(Records of labeled points)

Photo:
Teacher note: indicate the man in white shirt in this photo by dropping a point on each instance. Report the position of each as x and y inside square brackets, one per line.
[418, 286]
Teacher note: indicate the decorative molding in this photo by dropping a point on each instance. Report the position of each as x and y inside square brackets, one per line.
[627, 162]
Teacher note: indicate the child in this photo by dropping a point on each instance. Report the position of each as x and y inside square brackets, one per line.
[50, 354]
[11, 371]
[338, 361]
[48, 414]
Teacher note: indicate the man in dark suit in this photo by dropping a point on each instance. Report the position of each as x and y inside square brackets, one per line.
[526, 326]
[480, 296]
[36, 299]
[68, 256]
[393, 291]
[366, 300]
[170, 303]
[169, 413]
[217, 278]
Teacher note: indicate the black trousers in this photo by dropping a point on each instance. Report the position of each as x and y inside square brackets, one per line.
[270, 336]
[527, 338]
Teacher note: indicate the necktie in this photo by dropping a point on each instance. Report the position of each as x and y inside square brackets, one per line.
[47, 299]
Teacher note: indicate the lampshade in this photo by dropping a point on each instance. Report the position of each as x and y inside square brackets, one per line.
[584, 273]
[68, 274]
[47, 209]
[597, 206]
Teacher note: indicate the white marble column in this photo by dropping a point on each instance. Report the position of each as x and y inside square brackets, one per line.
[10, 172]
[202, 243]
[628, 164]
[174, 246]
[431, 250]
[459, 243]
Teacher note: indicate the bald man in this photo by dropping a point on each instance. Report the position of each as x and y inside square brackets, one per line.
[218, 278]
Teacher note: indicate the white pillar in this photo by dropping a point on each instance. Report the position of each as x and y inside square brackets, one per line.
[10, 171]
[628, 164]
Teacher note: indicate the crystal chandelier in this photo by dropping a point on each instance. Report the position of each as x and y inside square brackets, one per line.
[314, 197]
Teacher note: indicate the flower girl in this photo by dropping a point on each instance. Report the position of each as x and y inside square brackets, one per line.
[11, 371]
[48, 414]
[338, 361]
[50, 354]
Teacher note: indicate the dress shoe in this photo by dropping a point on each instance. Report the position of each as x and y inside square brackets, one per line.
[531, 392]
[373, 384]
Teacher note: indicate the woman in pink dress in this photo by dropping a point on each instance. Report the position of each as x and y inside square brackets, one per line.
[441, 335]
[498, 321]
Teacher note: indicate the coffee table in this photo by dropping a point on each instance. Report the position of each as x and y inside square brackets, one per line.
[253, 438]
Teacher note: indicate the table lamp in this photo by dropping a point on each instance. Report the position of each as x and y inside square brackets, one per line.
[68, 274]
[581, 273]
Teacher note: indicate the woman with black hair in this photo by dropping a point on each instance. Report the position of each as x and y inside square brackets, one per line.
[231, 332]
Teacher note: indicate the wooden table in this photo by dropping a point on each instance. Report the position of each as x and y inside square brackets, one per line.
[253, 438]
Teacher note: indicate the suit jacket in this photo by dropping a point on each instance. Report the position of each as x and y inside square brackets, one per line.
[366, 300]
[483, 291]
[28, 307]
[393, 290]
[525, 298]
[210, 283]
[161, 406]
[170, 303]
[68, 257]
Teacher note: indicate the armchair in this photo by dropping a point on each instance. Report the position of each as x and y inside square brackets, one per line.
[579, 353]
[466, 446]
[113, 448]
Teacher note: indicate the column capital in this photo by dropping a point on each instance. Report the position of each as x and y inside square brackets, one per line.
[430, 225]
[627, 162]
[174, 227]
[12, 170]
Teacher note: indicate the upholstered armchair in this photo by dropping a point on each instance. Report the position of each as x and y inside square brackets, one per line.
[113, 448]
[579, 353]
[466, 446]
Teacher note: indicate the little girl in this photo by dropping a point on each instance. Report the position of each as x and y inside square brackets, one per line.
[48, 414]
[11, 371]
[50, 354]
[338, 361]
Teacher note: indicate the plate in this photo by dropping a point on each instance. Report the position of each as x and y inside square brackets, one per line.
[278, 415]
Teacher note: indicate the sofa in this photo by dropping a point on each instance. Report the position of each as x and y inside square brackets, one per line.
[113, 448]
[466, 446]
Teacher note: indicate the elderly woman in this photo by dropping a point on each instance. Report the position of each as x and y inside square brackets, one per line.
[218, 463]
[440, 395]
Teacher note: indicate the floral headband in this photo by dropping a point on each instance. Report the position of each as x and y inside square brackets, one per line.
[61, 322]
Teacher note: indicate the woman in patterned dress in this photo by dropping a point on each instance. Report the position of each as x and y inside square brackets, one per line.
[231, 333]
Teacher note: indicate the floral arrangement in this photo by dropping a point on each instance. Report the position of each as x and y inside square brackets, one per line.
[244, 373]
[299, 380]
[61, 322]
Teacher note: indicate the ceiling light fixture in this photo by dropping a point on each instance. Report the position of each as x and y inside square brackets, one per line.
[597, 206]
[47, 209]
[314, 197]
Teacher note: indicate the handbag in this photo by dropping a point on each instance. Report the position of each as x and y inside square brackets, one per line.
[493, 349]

§ Aim
Write out every item again, replacing "dropping a point" with "placing a point" and changing nothing else.

§ Written reply
Photo:
Teacher note: indicate the man in white shirt in this photo by placing a point on each instance. Report the position of each as x and y inside square brackets, one per line.
[418, 286]
Teacher note: indicate the decorative molding in this photo by placing a point on each instance. Report the position of each as x and y inside square brackets, one per line.
[627, 162]
Teacher note: indicate the child in this photo by placing a point on each instance. Report the position of each as x and y inside square brackets, one per line.
[50, 354]
[11, 371]
[338, 361]
[48, 414]
Teacher note: indicate the man in dark suit in this photo by placing a point on each instance. Report the position of each as x and y inside square brackets, one per line.
[526, 326]
[480, 296]
[36, 299]
[68, 256]
[393, 291]
[366, 300]
[170, 303]
[169, 413]
[217, 278]
Teacher note: indicate the black trousers in this photo by placing a point on each instance. Report the position of each as x and y inside square brackets, one per line.
[270, 336]
[527, 338]
Teacher note: indicate the necktie in this photo by placing a point on each instance. Report the position of each as x and y inside square brackets, one per line.
[47, 299]
Teacher note: indicate the lampshade in this photo by placing a point on each instance. Report the position of each as x and y inside square brackets, one per line.
[584, 273]
[68, 274]
[47, 209]
[597, 206]
Teacher note: indicate the white marble column in this photo by placing a point on each instance. Report the position of each as x and y inside square brackets, one per line.
[10, 172]
[202, 243]
[628, 164]
[174, 246]
[431, 250]
[459, 243]
Teacher note: indicate the bald man in this photo by placing a point on each instance. Report the position of each as x and y inside square brackets, one per line.
[218, 278]
Teacher note: indicate the white pillar in this photo by placing a point on each instance. Report the position of each as x and y inside square brackets, one per line.
[10, 171]
[628, 164]
Teacher note: indicate the crystal chandelier in this photo by placing a point on each instance. Report the position of each as x and y inside square brackets, one per line.
[314, 197]
Teacher note: indicate the flower girl in this photo by placing a point on each instance. Report the position of each as x and y inside square brackets, one per line.
[11, 371]
[48, 414]
[338, 361]
[50, 354]
Teacher note: indicate the dress shoe in this photo by placing a point on each instance. Report the position of each as x and y inside square brackets, one per line.
[531, 392]
[373, 384]
Teacher note: indicate the woman in pink dress in this photo by placing a point on each instance. Report the position of each as x and y inside square brackets, one per line.
[441, 335]
[498, 321]
Teacher note: indicate the coffee table in this photo by placing a point on each instance. Report the position of each as x and y inside square brackets, one per line.
[253, 438]
Teacher note: indicate the table lamp in this photo by placing a point on each instance. Report the position of each as x and y inside square brackets, one per line.
[68, 274]
[581, 273]
Teacher note: indicate the woman with black hair in this photo by placing a point on each instance. Report the position of each as x and y inside square brackets, one per line.
[231, 332]
Teacher note: indicate the wooden table in this photo by placing a point on each instance. Report the position of each as x and y inside square brackets, one per line.
[253, 438]
Teacher note: indicate the suit jacket in this photo by placing a point on each instance. Report the position of each as x and y inside square brackets, one per line.
[366, 300]
[483, 291]
[28, 307]
[393, 290]
[525, 298]
[210, 283]
[161, 406]
[170, 303]
[68, 257]
Teacher note: indicate the armchair in this photo by placing a point on each instance. Report the position of each as x and y inside square brackets, one per line.
[579, 353]
[466, 446]
[113, 448]
Teacher note: indicate the column capital in this photo by placing a point on each instance. Report the position of each as x and y inside square brackets, one per line.
[430, 225]
[627, 162]
[174, 227]
[12, 170]
Teacher note: indicate the upholstered armchair in this photo by placing a point on each instance. Report the position of each as x and y inside square brackets, one per line.
[113, 448]
[579, 353]
[466, 446]
Teacher note: indicate the little girl in this photo by placing a point on each instance. Report the position of each as x and y inside square brackets, one per line.
[48, 414]
[11, 371]
[50, 354]
[338, 361]
Teacher note: indicate the plate in this photo by placing a point on each instance. Report the position of each as x and y inside square brackets, one per line.
[278, 415]
Teacher note: indicate the sofa in this photo by placing a point on each instance. Report the position of each as x and y inside square brackets, one per line.
[113, 448]
[466, 446]
Teacher note: indicate the elderly woman in this photo by placing a point on each instance. Report the position of each as x and y inside square brackets, one per line.
[218, 463]
[440, 395]
Teacher note: indicate the floral headband in this photo by placing a point on each instance. Report the position of each as x and y inside square brackets, one per line.
[61, 322]
Teacher note: indicate the woman in patterned dress in this photo by placing a point on each instance. Report the position of each as x and y inside square brackets, one per line.
[231, 333]
Teacher note: indicate the floral arrangement in this photo by placing a point on each instance. Report the position of each as x and y inside square brackets, one per line.
[244, 373]
[299, 380]
[61, 322]
Teacher note: indicate the ceiling light fixture in this photo by placing a point on each instance. Report the position of each as x and y inside square brackets, one per line.
[597, 206]
[47, 209]
[314, 197]
Teacher note: indicate the handbag in this photo by placing a point on each instance. Report the position of each as x and y inside square brackets, one per line.
[493, 349]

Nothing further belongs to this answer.